▶ Task objective:
In the notes on multivariate graphical EDA, what does the data in EDA3.dat consist of?

▶ Extract to read:
★ ★ ★ ★ ★ ★ ★

Mathematics Exam  >  Mathematics Notes  >  Mathematics for IIT JAM, GATE, CSIR NET, UGC NET  >  Multivariate graphical EDA - Statistics, CSIR-NET Mathematical Sciences

Multivariate graphical EDA - Statistics, CSIR-NET Mathematical Sciences | Mathematics for IIT JAM, GATE, CSIR NET, UGC NET PDF Download

4.5 Multivariate graphical EDA

There are few useful techniques for graphical EDA of two categorical random variables. The only one used commonly is a grouped barplot with each group representing one level of one of the variables and each bar within a group representing the levels of the other variable.

Multivariate graphical EDA - Statistics, CSIR-NET Mathematical Sciences | Mathematics for IIT JAM, GATE, CSIR NET, UGC NET

Table 4.6: A Correlation Matrix
 

4.5.1 Univariate graphs by category

When we have one categorical (usually explanatory) and one quantitative (usually outcome) variable, graphical EDA usually takes the form of “conditioning” on the categorical random variable. This simply indicates that we focus on all of the subjects with a particular level of the categorical random variable, then make plots of the quantitative variable for those subjects. We repeat this for each level of the categorical variable, then compare the plots. The most commonly used of these are side-by-side boxplots, as in figure 4.15. Here we see the data from EDA3.dat, which consists of strength data for each of three age groups. You can see the downward trend in the median as the ages increase. The spreads (IQRs) are similar for the three groups. And all three groups are roughly symmetrical with one high strength outlier in the youngest age group.

Side-by-side boxplots are the best graphical EDA technique for examining the relationship between a categorical variable and a quantitative variable, as well as the distribution of the quantitative variable at each level of the categorical variable.

★ ★ ★ ★ ★ ★ ★

▶ Recorded data:
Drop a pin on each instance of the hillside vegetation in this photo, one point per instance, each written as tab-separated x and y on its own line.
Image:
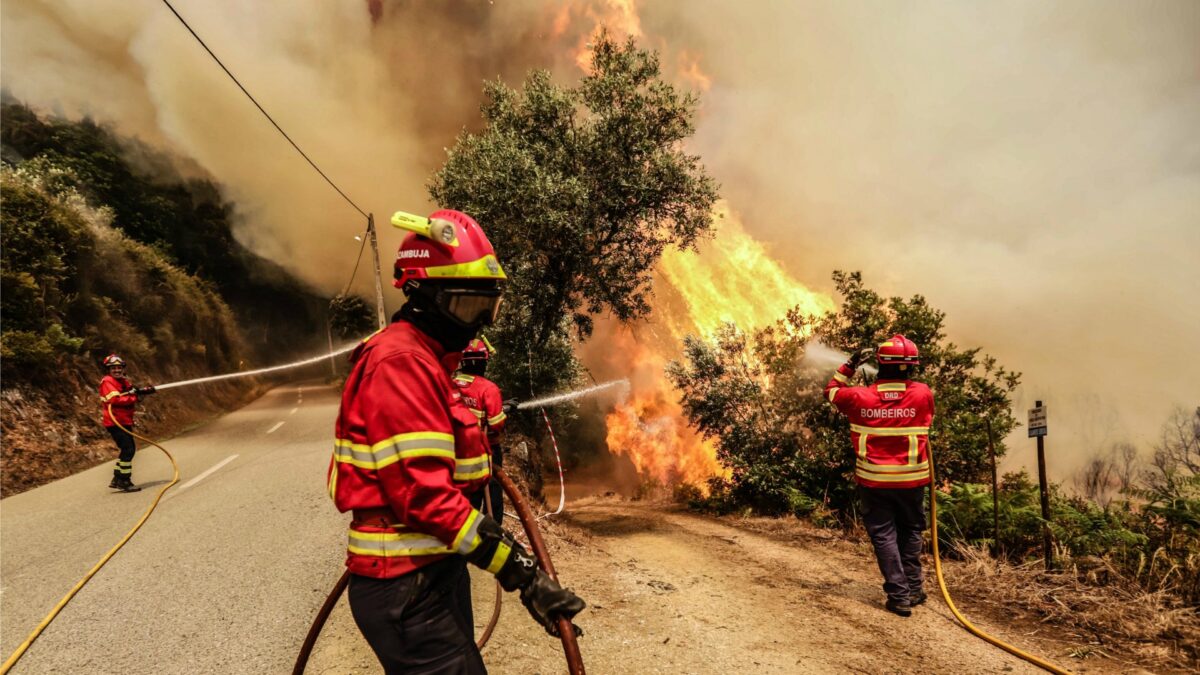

★ ★ ★ ★ ★ ★ ★

▶ In response:
Strength data for each of three age groups.